▸ **Activities**
[1] In the new-year business advice, translate this sentence into Spanish: "Think about the business as though you are the new owner taking over on the first of January."
[2] List every business item that the "Do your housekeeping" section of the new-year business advice names for cleaning up or review.
[3] Continue the new-year business advice after its last sentence with another section in the same style: a short heading, then a paragraph of practical suggestions for the year.

▸ **Reading passage**
Learn from Colgate – yes, the folk who make toothpaste, who once tried to introduce pre-prepared meals under the same brand. I am sure the clever marketing people saw some synergy, perhaps “increasing share of mouth”. But it was unsurprisingly an unmitigated flop. The greater risk, however, is not looking closely for new opportunities and just accepting the current state of play. Make 2013 the year of looking for new viable business possibilities.
Do your housekeeping
It’s a new year and time to do a little cleaning. Start afresh. Think about the business as though you are the new owner taking over on the first of January. Clean up your client records. Clean out the product catalogue of those old products you haven’t actually sold in years. Relook your signage – is it showing its age? Are those flags you put up out front in pre-World Cup euphoria looking a little tired and faded? Your website – is it still referring to the upcoming event in July 1998? And does the old photo of the founder in your corporate brochure now look alarmingly like his younger brother?
Add the personal touch
Have you become a little distant from your customers as the company has grown? As companies become larger they become more impersonal. But people do business with people. Is it time to reconnect with your customers? It could be as simple as a plan to phone five important clients per week for the year, or perhaps some form of customer hospitality is appropriate. Most of a company’s value resides in its customer/client relationships, rather than in a unique product or business process. But consider where you spend your time – is it on the folk who pay salaries and make you profits, or is it concentrated on internal processes? Make 2013 the year of looking outward rather than inward and treat those who support your business to a little more of your time and attention.

▸ **Data listing**
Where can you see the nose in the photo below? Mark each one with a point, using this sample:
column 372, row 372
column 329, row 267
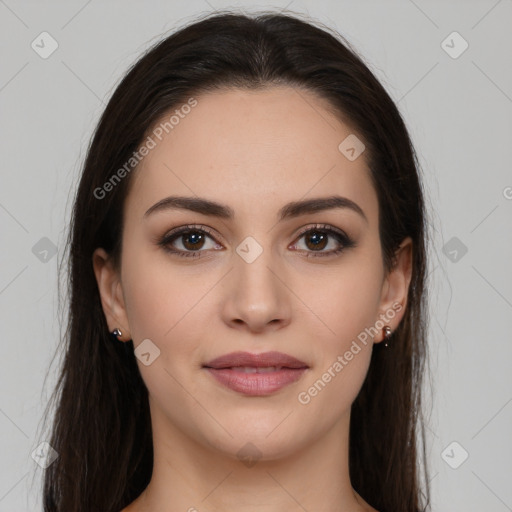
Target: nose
column 257, row 297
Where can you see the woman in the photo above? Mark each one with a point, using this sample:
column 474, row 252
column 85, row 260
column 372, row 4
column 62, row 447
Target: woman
column 247, row 321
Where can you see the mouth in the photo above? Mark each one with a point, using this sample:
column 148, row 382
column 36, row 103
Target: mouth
column 256, row 374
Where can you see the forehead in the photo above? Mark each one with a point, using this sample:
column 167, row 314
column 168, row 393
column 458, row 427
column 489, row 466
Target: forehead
column 239, row 147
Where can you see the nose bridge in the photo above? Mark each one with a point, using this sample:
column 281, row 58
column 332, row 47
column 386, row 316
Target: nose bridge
column 257, row 295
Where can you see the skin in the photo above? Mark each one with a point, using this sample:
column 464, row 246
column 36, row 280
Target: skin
column 253, row 151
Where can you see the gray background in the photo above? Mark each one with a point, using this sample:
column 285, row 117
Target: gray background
column 459, row 114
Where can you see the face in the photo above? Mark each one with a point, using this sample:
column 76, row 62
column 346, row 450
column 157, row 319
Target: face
column 306, row 282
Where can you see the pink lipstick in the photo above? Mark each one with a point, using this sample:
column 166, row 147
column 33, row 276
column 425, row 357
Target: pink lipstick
column 256, row 374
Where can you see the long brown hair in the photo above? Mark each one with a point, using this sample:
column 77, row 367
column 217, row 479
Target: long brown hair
column 101, row 426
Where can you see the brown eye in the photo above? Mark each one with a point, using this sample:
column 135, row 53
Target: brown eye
column 187, row 241
column 318, row 238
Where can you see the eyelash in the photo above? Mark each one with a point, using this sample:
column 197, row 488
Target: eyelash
column 339, row 235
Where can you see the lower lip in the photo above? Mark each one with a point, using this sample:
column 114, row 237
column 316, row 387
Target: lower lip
column 257, row 384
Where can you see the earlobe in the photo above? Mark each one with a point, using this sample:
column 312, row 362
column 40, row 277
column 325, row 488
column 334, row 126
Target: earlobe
column 110, row 290
column 395, row 288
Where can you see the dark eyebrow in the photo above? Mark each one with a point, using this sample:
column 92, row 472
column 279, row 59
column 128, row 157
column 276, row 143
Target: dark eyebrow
column 290, row 210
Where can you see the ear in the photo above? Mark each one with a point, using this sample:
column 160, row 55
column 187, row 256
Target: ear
column 396, row 287
column 111, row 293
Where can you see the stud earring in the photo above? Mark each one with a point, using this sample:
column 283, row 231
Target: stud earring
column 116, row 333
column 387, row 334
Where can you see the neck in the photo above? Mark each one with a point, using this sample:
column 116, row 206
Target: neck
column 191, row 476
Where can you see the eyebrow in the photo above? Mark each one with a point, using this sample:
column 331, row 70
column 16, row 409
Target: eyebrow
column 288, row 211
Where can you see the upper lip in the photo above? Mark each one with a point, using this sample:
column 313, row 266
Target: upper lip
column 265, row 359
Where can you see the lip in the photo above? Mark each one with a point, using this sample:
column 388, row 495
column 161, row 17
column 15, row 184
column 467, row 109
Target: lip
column 229, row 371
column 265, row 359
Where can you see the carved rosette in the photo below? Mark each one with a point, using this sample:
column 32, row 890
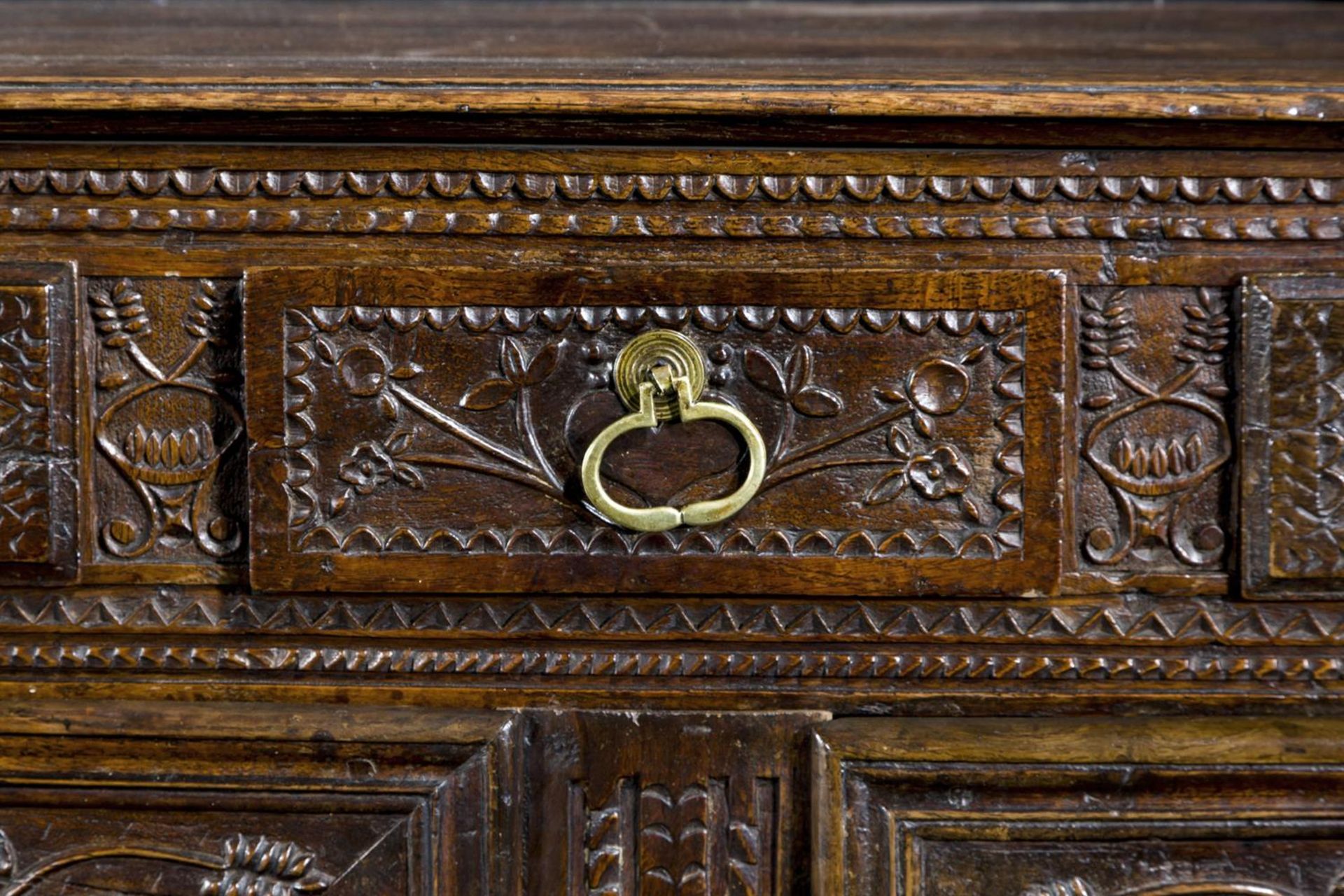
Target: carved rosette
column 923, row 460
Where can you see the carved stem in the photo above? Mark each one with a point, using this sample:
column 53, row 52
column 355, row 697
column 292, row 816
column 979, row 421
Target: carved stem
column 534, row 444
column 844, row 435
column 489, row 469
column 57, row 862
column 784, row 475
column 464, row 433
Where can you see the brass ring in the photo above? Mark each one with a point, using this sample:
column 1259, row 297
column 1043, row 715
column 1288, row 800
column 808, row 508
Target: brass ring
column 660, row 519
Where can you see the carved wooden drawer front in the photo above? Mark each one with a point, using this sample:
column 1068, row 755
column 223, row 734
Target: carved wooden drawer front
column 273, row 799
column 1079, row 806
column 422, row 429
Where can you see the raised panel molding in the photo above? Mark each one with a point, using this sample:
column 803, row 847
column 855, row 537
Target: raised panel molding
column 36, row 434
column 257, row 799
column 1292, row 406
column 1109, row 202
column 1079, row 806
column 656, row 802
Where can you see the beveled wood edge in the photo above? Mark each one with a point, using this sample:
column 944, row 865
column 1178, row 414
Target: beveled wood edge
column 1183, row 739
column 251, row 722
column 1212, row 101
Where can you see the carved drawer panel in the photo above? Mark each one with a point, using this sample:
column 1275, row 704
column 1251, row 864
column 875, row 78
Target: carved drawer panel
column 422, row 429
column 1079, row 808
column 253, row 799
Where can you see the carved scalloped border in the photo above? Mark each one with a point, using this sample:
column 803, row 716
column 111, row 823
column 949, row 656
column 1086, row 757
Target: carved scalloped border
column 904, row 543
column 1062, row 222
column 1149, row 622
column 958, row 665
column 657, row 187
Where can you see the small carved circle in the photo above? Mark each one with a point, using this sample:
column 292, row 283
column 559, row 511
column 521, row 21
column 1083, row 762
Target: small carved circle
column 1101, row 540
column 939, row 386
column 647, row 351
column 363, row 371
column 1210, row 538
column 220, row 528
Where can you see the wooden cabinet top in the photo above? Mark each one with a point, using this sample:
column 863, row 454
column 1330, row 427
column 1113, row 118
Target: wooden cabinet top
column 1179, row 61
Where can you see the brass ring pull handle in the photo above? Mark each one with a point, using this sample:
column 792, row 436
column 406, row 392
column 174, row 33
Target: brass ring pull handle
column 662, row 375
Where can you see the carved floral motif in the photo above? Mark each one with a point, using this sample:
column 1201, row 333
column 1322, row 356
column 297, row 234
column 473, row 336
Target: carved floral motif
column 663, row 839
column 1156, row 428
column 244, row 867
column 507, row 421
column 164, row 418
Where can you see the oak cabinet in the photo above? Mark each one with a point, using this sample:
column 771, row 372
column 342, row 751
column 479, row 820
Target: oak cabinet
column 480, row 448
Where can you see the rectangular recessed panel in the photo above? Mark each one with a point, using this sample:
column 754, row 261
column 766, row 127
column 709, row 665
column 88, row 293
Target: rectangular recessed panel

▸ **Task-by-task answers**
[1] Piense en el negocio como si usted fuera el nuevo propietario que asume el control el primero de enero.

[2]
- Client records
- The product catalogue, with old products not sold in years
- Signage
- The flags put up out front in pre-World Cup euphoria
- The website
- The old photo of the founder in the corporate brochure

[3]
Develop a new relationship, get involved
This could mean getting back in touch with your professional association, or the trade association of the industry your business operates in. Business is social and there are many other stakeholders apart from customers and clients and you should raise your involvement. Successful businesses are usually well connected and give back to the professions and industries in which they operate. Offer to present at an industry conference, or host an association meeting at your business premises. Sponsor an award. More importantly, say “yes” to one or two more of those invitations to events you get invited to but normally just reject as a matter of course. I can’t guarantee you extra business but I am a firm believer in business karma – make 2013 the year to “pay it forward”.